### Goal of the exercise:
Nothing but a number is needed: the count of lines below that include "positive".

### Data shown:

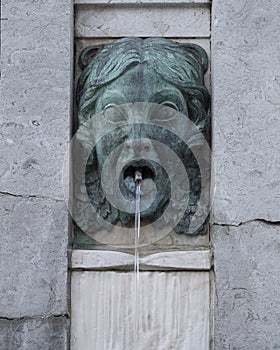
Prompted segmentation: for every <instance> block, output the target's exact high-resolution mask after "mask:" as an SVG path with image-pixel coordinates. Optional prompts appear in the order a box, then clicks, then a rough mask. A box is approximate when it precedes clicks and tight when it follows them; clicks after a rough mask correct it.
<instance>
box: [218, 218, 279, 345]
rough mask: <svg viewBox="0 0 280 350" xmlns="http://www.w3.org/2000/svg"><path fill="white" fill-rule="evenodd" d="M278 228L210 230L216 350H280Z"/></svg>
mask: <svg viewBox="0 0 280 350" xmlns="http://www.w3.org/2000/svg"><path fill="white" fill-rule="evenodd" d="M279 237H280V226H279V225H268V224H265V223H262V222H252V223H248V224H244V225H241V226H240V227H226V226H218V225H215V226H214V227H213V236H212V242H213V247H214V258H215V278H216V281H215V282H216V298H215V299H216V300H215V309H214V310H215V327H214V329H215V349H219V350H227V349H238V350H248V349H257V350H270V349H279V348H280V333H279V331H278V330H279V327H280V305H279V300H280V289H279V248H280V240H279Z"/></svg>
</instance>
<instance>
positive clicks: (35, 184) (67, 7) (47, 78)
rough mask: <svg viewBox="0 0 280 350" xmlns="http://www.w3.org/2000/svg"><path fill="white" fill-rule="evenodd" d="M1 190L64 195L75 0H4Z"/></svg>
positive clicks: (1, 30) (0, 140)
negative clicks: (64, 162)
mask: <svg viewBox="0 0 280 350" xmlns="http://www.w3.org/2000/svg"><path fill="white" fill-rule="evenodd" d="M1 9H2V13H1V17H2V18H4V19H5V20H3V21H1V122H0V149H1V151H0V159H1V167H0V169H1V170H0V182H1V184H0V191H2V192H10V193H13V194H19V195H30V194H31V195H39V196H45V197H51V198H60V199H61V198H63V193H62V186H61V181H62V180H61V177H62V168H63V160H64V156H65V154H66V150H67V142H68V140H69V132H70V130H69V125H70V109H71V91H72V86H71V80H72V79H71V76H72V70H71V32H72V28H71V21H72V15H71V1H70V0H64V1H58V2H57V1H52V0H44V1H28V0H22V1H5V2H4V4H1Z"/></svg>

==

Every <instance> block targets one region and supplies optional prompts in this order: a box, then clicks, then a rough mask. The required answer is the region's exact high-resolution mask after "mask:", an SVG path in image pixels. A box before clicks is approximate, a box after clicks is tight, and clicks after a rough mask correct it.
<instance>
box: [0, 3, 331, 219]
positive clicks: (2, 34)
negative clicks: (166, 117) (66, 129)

--

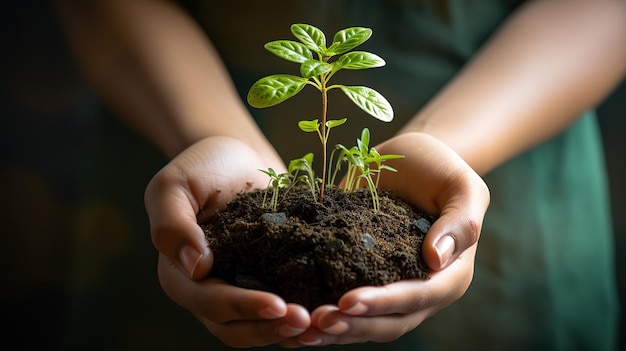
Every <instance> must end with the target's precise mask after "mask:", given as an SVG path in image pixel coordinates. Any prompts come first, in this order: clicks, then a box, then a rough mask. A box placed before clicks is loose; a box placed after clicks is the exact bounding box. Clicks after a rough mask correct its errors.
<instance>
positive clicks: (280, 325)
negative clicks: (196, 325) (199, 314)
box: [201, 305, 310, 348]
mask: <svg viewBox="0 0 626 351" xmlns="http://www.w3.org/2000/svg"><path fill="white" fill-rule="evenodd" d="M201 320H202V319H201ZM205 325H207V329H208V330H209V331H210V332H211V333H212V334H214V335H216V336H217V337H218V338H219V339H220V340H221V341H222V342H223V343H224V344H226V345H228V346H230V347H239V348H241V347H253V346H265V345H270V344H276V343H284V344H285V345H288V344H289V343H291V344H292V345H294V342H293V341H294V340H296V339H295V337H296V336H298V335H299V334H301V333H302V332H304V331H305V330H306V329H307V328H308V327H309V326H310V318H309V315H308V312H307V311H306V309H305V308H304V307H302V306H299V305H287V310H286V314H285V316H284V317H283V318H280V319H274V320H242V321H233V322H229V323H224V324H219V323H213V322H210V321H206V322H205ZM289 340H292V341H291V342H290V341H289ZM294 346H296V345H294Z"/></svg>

### Response below:
4